DIRECTION — Drop all images and give the records again exactly.

Pointing dataset excerpts
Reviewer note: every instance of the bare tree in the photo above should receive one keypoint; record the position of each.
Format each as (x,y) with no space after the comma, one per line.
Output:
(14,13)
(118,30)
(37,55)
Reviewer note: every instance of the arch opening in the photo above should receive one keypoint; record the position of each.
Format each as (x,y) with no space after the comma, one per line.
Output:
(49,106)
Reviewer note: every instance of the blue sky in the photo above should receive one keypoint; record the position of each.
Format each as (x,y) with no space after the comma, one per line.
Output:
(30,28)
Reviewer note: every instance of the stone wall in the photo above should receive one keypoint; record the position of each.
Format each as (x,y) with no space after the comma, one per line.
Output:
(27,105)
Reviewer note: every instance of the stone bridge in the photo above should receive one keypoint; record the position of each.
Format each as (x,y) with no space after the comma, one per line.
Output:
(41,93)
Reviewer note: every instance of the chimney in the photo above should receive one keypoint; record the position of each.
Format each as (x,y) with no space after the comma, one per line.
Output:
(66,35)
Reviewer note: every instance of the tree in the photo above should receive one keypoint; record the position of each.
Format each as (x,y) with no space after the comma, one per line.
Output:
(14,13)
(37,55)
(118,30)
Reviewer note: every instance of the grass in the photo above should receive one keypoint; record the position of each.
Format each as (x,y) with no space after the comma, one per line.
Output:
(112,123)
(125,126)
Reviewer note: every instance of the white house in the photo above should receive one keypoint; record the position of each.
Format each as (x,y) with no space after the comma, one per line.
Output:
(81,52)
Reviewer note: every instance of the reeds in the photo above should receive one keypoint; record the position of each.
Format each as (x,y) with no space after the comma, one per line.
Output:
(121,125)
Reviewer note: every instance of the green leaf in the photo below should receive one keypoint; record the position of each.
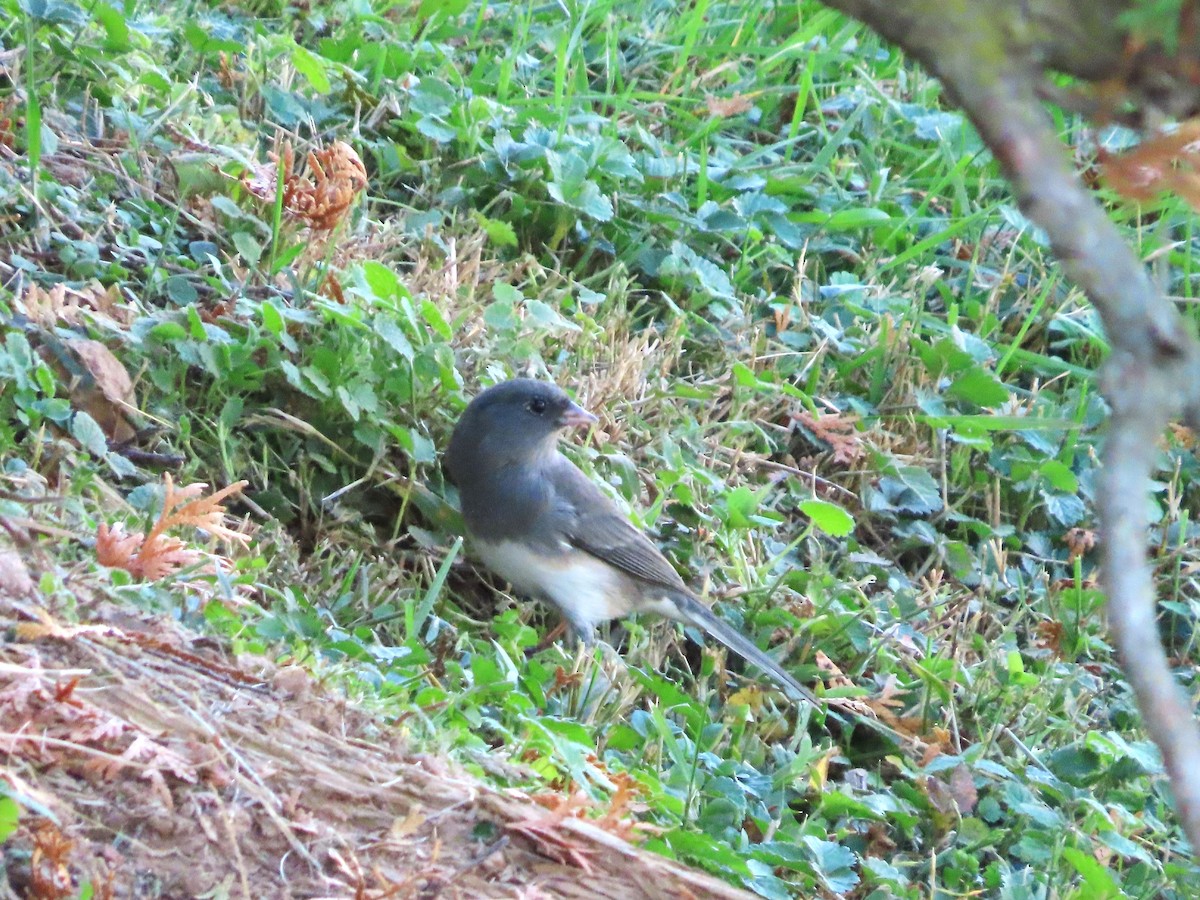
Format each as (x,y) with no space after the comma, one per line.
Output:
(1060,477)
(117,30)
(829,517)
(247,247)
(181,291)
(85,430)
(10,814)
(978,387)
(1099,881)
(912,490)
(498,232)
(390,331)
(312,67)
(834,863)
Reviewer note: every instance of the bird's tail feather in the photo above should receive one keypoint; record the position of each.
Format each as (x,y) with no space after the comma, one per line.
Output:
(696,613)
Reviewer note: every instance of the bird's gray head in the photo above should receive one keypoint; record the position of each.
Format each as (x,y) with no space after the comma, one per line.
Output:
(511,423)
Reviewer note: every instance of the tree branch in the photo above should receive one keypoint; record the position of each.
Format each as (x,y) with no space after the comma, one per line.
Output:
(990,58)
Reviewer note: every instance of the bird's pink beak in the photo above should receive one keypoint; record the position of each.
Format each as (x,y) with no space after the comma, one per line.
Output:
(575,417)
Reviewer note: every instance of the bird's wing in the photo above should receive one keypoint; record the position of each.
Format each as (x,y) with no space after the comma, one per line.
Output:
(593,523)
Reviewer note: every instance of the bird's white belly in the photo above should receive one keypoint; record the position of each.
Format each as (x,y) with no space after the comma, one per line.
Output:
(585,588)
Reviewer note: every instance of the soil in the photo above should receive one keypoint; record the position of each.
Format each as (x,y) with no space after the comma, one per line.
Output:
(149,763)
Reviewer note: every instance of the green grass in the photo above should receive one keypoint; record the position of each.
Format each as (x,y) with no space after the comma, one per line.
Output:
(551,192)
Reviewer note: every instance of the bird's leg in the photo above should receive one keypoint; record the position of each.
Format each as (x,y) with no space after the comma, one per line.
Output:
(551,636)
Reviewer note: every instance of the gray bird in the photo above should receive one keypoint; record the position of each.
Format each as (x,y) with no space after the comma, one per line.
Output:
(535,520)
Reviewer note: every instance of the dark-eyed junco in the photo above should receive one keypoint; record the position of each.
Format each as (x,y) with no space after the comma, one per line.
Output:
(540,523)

ANSWER TO THE TASK —
Reviewer note: every instance of the bare tree in the photo above should receive one keypoint; record the position of each.
Format each as (x,y) with no space after the comma, one per line.
Output:
(14,13)
(118,30)
(37,55)
Reviewer note: every instance of the arch opening in the photo above should receive one keypoint; record the position of each.
Format each as (x,y) with no space after the comma, one per line.
Output:
(49,106)
Reviewer note: every instance of the blue sky in the photo above should receive one keypoint; record the position of each.
Format each as (x,y) with no space after the comma, one per line.
Output:
(30,28)
Reviewer note: every instance of the stone wall in the photo above should receive one keypoint; record the position of each.
Format each as (x,y) with no space after the comma, one per line.
Output:
(27,105)
Reviewer note: every instance of the stone bridge in the photo above should receive one keypoint; record the position of each.
Format each as (x,y) with no space after the comma, one per line.
Output:
(41,93)
Reviewer note: every instance of the chimney in the photo above should receive one keypoint; record the position of each.
Format each as (x,y) with no space after the comma, one per line.
Output:
(66,35)
Reviewer note: every instance of the tree in the photo above should receive one keypoint; record the position of each.
Format each as (x,y) with no space after the comma, one per line.
Output:
(14,13)
(37,55)
(118,30)
Reviewer note: every instance of the grass in the photo above should receive one keypoint; record the position of each.
Format each as (x,y) with no space after the comma, one per line.
Output:
(112,123)
(125,126)
Reviewer note: every instance of the white house in the photo above should receive one keypoint; record the position of each.
Format each as (x,y) with no space after the comma, one per line.
Output:
(81,52)
Reviewer note: every instance of the reeds in the photo above should receive one keypoint; record the position of each.
Format each as (x,y) with no space after the comma, one per line.
Output:
(121,125)
Reviewer note: every instance of the green leaf in the photo below should receive one keypoint; record the position of each.
Format each as (x,y) with no space after the comma, one per line.
Output:
(1060,477)
(117,30)
(829,517)
(247,247)
(181,291)
(85,430)
(10,814)
(978,387)
(1099,881)
(912,490)
(498,232)
(390,331)
(312,67)
(834,863)
Reviewer note: every instance of the bird's tail feather in the photo above should receive one keypoint; record the position of each.
Format each as (x,y) with no space after the comma, one per line.
Output:
(696,613)
Reviewer note: every instance of the bird's gray head in the photo above should receive one keypoint; record the position of each.
Format each as (x,y) with no space after the comma, one per line.
Output:
(511,423)
Reviewer note: every instance of the tree branch in the photo above should receive one keypoint; record the position of each.
Format each as (x,y) with no space after the comma, one per line.
Output:
(990,58)
Reviewer note: every instance of the bird's pink beak in the photo above should receive one keypoint; record the position of each.
Format each as (x,y) with no space after the comma, one per line.
Output:
(575,417)
Reviewer note: every instance of the bird's wing in the photo above should receive one keypoint; record the position of each.
Format each as (x,y) with no space after the comma, one per line.
Output:
(593,523)
Reviewer note: every instance of the bird's white belly in the photo above should receive one keypoint; record the position of each.
Format each as (x,y) with no space after the comma, one per line.
Output:
(585,588)
Reviewer note: every instance of the soil in the photo above should receive one keypoint; record the position of each.
Format each as (x,y) with no space after the comma, one per line.
Output:
(149,763)
Reviewer note: every instance of the green grass in the photo above should receive one keypoint; record the position of each.
Format each as (x,y) with no space after the comma, one per line.
Output:
(551,192)
Reviewer note: every instance of the bird's leg in the photo above should receive one keypoint; record the position of each.
Format each as (x,y) with no space after the comma, one per line.
Output:
(551,636)
Reviewer note: every instance of the gray bird in the photo above should receive one keypoint; record the position of each.
Format each as (x,y) with no space after the comma, one per line.
Output:
(535,520)
Reviewer note: every instance of the dark-eyed junco in the photo above should receive one keypoint; record the position of each.
Format each as (x,y) with no space after the comma, one per line.
Output:
(540,523)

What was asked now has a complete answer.